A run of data

━━━━

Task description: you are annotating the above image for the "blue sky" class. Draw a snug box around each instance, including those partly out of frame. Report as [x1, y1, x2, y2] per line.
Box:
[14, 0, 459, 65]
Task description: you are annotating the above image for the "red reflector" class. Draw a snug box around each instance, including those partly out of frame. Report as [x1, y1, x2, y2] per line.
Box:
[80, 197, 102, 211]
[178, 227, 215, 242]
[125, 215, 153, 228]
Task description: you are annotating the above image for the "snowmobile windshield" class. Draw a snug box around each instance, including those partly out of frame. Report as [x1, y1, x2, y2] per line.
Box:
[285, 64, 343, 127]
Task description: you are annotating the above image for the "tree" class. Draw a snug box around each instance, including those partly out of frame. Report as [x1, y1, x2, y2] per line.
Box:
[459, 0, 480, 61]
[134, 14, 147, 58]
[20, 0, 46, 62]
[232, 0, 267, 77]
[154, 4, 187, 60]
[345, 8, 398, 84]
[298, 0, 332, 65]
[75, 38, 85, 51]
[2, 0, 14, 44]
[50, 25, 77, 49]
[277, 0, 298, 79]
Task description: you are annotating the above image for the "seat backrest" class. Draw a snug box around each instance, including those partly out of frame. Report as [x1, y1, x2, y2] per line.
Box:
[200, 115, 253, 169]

━━━━

To do:
Please copy the data above, substituting "tight" for each "snug" and keeping everything else the same.

Exercise solution:
Task description: you are annotating the above image for the "blue sky" class. Draw a tight box around each instance, including those partly out of frame. Report as [x1, y1, x2, y2] per line.
Box:
[14, 0, 459, 65]
Task description: you are annotating the above image for the "red reflector" class. Draw a tight box around each instance, including those partly out of frame. Report as [x1, y1, x2, y2] per line.
Box:
[80, 197, 102, 211]
[178, 227, 215, 242]
[125, 215, 153, 228]
Task description: you are annotating the above image for the "snowmobile windshield" class. Draw a tight box around each instance, including those partly out of frame. Report as [x1, y1, x2, y2] per line.
Box:
[285, 64, 343, 127]
Task description: you are annotating the above image for the "tree" class. Draw a tight box around each instance, including those partly out of frame. Report as [x1, y1, x2, y2] per line.
Box:
[459, 0, 480, 61]
[134, 14, 147, 58]
[20, 0, 46, 62]
[232, 0, 267, 77]
[154, 4, 187, 60]
[345, 8, 398, 84]
[298, 0, 332, 65]
[75, 38, 85, 51]
[2, 0, 14, 44]
[50, 25, 77, 49]
[277, 0, 298, 79]
Task description: you are annotating the above image for the "seat backrest" class. Draw a tight box around each instance, including those partly out of frame. Report as [x1, y1, x2, y2] per line.
Box:
[200, 115, 253, 169]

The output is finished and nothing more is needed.